[Referring expression data]

"""

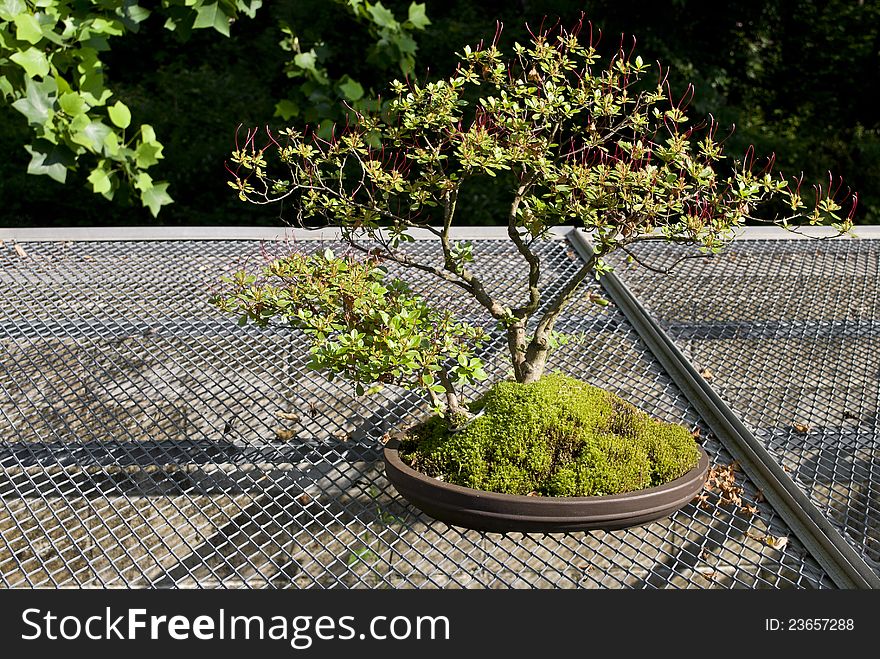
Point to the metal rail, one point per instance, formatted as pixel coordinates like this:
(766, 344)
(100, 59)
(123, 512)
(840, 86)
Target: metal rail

"""

**TASK DESCRIPTION:** Every entry above is to be transcribed exactly, with all pictures left out.

**ANSWER SECTION:**
Point to the metal rail, one point per instance, formatted as pixel coordinates like this:
(766, 344)
(100, 59)
(123, 512)
(840, 86)
Target: metal rail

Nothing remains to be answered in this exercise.